== What is being asked ==
Using the entries below, return word for word the lines from the one containing "Mark one point per instance of the pale" up to and including the last.

--------------------------------

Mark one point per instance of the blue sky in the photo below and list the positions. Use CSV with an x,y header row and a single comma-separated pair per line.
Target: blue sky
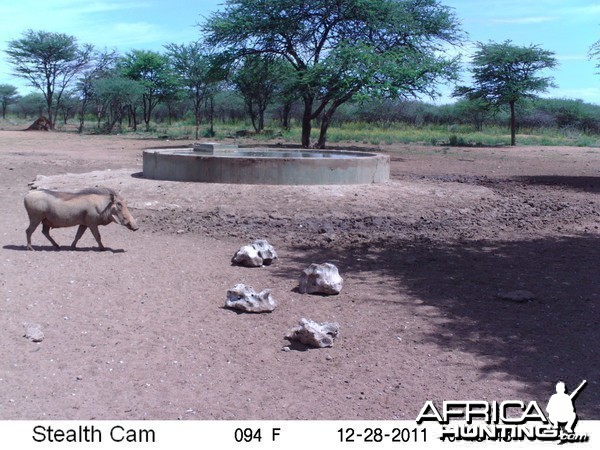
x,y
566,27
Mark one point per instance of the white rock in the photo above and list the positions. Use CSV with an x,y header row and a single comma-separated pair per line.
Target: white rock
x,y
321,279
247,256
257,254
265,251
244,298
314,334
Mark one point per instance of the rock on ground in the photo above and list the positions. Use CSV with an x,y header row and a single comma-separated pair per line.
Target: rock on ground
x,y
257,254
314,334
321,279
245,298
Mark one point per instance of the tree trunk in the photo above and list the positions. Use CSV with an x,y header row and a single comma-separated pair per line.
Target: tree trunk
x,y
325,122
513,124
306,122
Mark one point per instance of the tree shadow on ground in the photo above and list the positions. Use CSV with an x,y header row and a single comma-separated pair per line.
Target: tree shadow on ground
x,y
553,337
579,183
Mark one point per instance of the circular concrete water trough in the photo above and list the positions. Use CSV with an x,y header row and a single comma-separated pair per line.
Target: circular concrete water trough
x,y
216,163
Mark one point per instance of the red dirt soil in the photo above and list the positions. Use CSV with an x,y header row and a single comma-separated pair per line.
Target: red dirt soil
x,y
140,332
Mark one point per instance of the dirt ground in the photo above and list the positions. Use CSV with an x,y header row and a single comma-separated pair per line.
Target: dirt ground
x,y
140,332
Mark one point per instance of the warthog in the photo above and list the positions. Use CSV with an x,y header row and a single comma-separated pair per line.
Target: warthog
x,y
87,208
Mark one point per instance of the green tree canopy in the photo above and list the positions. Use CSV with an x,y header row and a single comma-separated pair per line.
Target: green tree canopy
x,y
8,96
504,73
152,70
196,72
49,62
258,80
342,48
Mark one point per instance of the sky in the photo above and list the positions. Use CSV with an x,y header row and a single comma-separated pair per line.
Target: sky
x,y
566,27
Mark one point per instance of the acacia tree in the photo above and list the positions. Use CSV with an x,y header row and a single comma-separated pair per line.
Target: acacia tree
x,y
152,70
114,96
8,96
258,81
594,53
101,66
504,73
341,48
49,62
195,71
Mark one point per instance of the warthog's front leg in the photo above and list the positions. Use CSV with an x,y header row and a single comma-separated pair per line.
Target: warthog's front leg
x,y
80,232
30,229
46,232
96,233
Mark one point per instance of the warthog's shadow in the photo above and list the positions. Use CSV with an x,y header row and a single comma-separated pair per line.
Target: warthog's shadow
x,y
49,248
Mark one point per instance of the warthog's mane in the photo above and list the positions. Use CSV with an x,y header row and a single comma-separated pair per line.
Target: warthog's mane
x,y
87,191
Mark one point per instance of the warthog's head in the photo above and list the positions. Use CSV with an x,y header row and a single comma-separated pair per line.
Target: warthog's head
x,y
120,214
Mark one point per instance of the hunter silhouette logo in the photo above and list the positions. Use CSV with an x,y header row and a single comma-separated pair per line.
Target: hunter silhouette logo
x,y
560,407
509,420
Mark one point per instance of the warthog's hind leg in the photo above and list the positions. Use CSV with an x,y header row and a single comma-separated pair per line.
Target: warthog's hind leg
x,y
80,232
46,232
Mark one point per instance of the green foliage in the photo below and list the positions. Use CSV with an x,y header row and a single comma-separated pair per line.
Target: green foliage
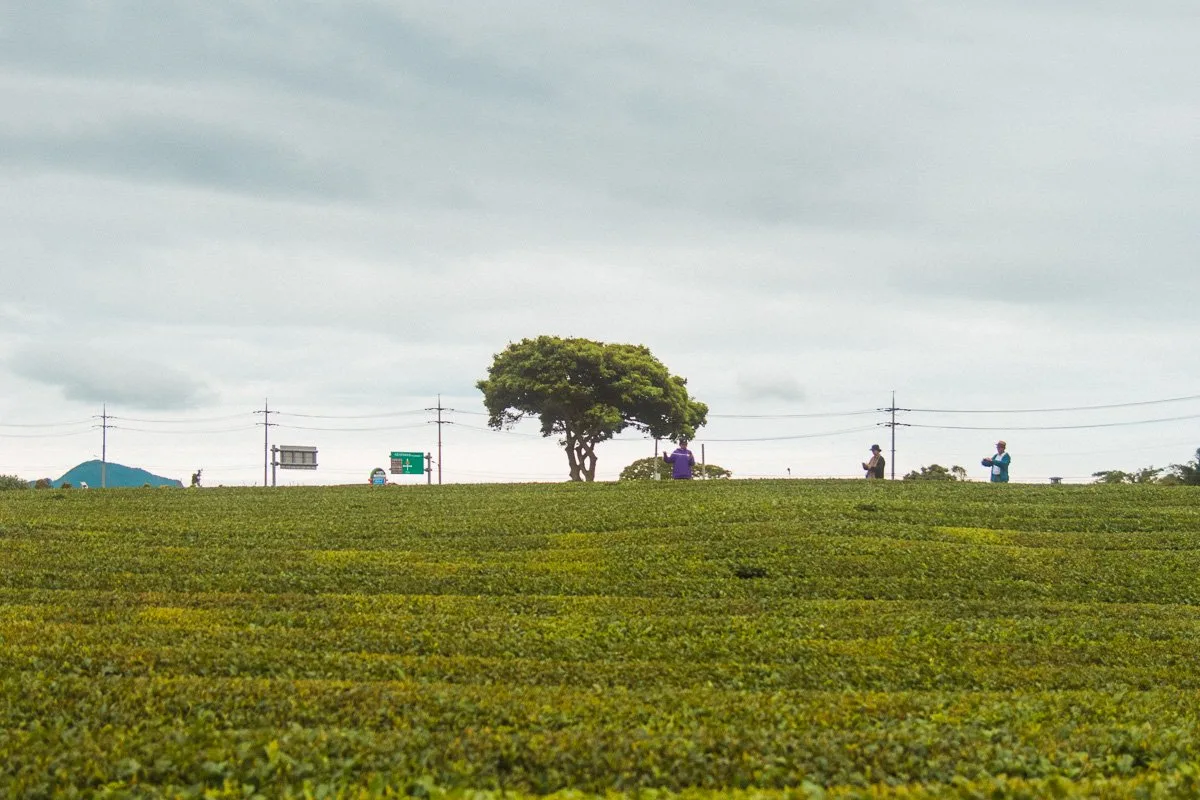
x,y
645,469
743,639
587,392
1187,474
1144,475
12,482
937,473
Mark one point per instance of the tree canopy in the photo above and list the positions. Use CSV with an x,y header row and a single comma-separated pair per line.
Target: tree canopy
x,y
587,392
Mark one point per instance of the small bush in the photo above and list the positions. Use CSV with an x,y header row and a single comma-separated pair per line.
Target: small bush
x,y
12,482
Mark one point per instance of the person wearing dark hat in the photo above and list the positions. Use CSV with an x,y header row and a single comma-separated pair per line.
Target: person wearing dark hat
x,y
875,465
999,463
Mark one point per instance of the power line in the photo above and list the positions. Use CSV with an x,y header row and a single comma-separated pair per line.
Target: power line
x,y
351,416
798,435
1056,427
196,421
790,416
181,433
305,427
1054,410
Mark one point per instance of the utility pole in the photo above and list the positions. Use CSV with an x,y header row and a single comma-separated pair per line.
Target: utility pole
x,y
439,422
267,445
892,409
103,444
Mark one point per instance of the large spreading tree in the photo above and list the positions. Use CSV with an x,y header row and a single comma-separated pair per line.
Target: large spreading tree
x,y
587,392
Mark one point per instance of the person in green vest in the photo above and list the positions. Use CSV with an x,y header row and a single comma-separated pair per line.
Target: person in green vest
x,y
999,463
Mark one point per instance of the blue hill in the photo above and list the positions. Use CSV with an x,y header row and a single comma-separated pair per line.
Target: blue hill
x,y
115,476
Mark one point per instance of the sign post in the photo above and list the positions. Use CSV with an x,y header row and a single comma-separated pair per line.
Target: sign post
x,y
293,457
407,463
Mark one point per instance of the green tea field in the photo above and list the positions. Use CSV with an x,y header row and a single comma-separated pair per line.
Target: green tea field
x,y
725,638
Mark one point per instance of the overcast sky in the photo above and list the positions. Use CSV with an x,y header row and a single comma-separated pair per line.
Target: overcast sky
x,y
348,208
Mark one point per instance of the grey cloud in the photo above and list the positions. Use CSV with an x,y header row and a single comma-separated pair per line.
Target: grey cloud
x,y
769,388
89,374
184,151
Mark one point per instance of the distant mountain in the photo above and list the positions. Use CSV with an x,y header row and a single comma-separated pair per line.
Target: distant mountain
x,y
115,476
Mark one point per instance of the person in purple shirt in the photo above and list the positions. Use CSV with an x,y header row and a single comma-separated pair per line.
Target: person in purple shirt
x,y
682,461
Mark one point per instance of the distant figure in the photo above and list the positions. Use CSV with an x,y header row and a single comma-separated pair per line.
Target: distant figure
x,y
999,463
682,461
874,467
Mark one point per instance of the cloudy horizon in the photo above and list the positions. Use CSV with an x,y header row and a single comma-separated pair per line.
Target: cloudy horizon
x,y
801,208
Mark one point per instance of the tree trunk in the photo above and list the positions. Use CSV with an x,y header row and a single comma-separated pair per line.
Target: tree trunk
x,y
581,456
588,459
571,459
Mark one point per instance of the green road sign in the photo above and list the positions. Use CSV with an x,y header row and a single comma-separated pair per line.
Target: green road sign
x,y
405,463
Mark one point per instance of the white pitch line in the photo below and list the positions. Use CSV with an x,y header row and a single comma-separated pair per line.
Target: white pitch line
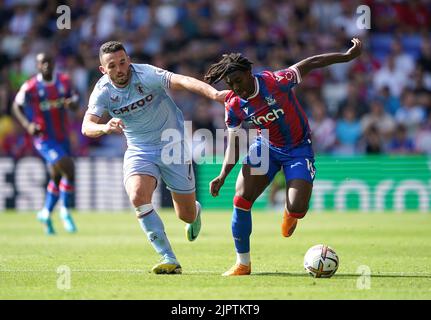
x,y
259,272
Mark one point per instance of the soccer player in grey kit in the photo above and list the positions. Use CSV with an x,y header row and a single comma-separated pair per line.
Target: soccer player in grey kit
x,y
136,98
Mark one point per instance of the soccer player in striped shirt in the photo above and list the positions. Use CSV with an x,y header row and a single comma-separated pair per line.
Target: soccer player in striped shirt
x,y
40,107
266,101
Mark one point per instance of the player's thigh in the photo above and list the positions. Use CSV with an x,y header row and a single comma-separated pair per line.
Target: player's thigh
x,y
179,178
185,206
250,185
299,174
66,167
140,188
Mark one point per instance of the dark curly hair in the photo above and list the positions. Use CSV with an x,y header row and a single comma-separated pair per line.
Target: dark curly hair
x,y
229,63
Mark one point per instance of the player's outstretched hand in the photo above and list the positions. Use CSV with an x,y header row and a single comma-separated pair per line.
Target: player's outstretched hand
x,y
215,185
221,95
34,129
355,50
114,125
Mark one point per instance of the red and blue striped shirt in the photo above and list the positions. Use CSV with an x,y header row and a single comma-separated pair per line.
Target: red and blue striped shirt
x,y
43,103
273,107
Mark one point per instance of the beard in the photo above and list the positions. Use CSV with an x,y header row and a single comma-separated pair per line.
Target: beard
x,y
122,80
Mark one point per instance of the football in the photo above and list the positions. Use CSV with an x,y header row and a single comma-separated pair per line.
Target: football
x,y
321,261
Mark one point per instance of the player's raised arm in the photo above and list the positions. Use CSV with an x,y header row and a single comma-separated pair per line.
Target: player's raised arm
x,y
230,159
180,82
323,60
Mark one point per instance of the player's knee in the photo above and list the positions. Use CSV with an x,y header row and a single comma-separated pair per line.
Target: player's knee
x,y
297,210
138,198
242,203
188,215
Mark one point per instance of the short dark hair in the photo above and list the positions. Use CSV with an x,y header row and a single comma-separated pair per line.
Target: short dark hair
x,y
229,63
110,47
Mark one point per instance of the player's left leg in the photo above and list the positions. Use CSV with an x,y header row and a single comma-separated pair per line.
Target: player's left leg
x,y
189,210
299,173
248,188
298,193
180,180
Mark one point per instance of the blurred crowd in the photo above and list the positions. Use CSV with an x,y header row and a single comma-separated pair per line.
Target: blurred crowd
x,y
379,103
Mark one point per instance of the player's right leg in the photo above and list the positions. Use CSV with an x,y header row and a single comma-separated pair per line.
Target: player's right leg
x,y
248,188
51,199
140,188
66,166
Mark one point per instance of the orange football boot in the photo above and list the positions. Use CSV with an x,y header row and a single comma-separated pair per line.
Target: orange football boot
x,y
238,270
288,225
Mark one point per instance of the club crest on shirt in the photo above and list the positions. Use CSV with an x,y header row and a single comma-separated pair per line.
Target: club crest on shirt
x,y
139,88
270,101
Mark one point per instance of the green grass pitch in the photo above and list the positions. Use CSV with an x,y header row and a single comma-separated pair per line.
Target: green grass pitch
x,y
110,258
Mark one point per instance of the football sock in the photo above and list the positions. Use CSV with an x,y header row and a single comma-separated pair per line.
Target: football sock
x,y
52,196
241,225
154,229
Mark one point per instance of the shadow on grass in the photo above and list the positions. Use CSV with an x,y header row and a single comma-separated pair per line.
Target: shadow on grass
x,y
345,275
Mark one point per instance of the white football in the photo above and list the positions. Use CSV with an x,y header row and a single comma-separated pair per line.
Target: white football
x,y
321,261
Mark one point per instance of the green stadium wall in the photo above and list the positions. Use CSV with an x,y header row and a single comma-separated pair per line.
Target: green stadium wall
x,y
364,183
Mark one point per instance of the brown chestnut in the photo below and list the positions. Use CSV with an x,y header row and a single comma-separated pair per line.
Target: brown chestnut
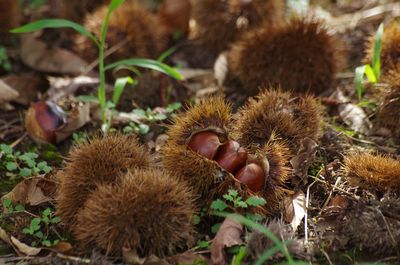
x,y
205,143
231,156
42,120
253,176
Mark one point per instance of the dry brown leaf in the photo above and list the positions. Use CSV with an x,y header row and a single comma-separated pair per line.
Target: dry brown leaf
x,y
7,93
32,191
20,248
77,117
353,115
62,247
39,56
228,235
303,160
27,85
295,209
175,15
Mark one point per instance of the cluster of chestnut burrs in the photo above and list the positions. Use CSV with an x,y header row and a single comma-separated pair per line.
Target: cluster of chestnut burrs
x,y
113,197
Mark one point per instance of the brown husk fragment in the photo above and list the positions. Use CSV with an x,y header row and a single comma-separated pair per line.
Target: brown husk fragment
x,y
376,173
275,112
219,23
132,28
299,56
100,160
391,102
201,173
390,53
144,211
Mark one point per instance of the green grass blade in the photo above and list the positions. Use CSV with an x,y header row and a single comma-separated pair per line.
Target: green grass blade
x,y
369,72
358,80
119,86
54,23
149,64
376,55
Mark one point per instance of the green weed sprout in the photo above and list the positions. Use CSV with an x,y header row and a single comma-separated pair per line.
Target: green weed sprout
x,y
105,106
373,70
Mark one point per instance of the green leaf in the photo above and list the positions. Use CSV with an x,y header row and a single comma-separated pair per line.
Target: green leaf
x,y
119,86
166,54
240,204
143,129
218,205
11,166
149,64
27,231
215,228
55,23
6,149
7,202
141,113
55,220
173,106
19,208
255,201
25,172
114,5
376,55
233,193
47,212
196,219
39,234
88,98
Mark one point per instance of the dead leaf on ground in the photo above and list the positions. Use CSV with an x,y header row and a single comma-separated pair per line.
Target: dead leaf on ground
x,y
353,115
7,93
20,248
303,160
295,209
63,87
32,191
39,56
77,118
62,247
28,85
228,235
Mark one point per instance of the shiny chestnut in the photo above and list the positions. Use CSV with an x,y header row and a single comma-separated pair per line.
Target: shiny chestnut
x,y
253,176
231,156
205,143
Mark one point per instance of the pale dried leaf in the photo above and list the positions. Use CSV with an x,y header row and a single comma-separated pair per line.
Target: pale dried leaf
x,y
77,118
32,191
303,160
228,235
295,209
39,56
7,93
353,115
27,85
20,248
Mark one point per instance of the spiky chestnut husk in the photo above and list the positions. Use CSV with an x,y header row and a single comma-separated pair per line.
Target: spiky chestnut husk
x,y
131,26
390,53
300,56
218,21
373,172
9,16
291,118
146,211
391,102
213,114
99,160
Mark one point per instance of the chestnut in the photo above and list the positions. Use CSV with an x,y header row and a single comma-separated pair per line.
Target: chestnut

--------------------------------

== Answer to the task ==
Mark one point per instance of the pale dried leaf in the photo above and list the positions. Use CSV with an x,y header row and a single comma-separated pair per line.
Target: pale dried leaf
x,y
77,118
32,191
303,160
228,235
295,209
39,56
7,93
353,115
27,85
20,248
Mark one point per instance of the spiky chestnut husk in the photo above and list the positions. Use CSV with an x,y header row and a single comma-separated pair per line.
Target: spiky chestnut husk
x,y
131,26
390,53
300,56
218,21
373,172
9,16
291,118
146,211
391,102
213,114
99,160
Mark one point per instance of the chestnut in the photo above and list the positions. Use CSV with an x,y header row and a single comma-separated pair per line.
Target: chestnut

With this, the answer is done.